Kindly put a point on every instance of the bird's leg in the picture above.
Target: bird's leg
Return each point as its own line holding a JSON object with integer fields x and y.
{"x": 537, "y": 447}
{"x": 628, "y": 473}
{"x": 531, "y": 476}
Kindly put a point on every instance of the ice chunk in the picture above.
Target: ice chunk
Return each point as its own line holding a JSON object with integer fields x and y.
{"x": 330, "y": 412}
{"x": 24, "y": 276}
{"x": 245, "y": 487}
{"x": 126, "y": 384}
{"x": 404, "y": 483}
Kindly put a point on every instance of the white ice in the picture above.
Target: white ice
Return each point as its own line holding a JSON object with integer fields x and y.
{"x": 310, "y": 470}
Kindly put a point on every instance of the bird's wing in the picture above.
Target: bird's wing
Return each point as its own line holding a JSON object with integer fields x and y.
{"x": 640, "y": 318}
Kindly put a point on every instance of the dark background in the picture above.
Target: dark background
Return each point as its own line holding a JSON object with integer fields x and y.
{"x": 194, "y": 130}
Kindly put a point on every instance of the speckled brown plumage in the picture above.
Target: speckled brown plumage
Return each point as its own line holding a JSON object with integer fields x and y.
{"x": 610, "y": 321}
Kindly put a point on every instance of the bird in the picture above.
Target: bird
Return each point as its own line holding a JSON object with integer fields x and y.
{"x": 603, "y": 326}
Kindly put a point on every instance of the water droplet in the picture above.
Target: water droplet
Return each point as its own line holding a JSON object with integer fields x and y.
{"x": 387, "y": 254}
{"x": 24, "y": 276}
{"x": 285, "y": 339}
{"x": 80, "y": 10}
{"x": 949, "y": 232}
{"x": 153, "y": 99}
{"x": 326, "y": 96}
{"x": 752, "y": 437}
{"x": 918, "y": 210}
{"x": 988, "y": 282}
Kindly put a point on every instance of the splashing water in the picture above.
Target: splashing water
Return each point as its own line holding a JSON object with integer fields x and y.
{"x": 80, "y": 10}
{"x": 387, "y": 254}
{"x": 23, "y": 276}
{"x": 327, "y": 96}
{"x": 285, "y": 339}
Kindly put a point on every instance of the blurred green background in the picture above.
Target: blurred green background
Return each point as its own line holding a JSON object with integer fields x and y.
========================
**PROBLEM REQUIREMENTS**:
Every record should be given again exactly.

**TASK RESPONSE**:
Kindly put a point on every instance of the bird's leg in the picture above.
Target: bird's leg
Return each point as its own line holding a JSON object with integer fields x and y.
{"x": 537, "y": 447}
{"x": 628, "y": 473}
{"x": 531, "y": 476}
Kindly put a point on every instance of the ice chunk in the picture above.
Target: ice chunk
Return each point as its own line holding a JSON object with integer fields x and y.
{"x": 330, "y": 412}
{"x": 24, "y": 276}
{"x": 245, "y": 487}
{"x": 126, "y": 384}
{"x": 404, "y": 483}
Kindly put a point on every instance of the white ice in the picture above.
Target: white ice
Return each point as its own line holding a JSON object with integer fields x and y.
{"x": 310, "y": 470}
Kindly put a point on every instance of the bird's wing in the picture above.
Target: bird's wing
Return each point as its own line holding a JSON object with integer fields x and y.
{"x": 640, "y": 318}
Kindly put a point on every instance of the dark background in the picture above.
Target: dark background
Return each point as its own line holding a JSON object with integer fields x and y.
{"x": 194, "y": 130}
Kindly put a point on every instance of the speckled brown plumage in the picture above.
Target: speckled brown plumage
Return each point as its own line holding a JSON object with integer fields x and y.
{"x": 610, "y": 321}
Kindly put a point on every instance of the bird in the picture above.
Target: bird
Return each point as its own line holding a JSON object with integer fields x and y.
{"x": 603, "y": 326}
Kindly put a point on every instance of the water droplet in the picture above.
Target: water droplet
Return each point as its own line holding a JSON object with integer fields x and y.
{"x": 387, "y": 254}
{"x": 24, "y": 276}
{"x": 285, "y": 339}
{"x": 80, "y": 10}
{"x": 949, "y": 232}
{"x": 153, "y": 99}
{"x": 326, "y": 96}
{"x": 752, "y": 437}
{"x": 918, "y": 210}
{"x": 988, "y": 282}
Kindly put a point on every instance of the splashing water in the picture above.
Target: splashing water
Return each point as its own line holding a JSON object with integer fields x and y.
{"x": 80, "y": 10}
{"x": 387, "y": 254}
{"x": 23, "y": 276}
{"x": 327, "y": 96}
{"x": 285, "y": 339}
Kindly put a point on every instance of the blurred green background in the picture above.
Target: blurred green background
Return each point as its own line holding a JSON object with integer fields x and y.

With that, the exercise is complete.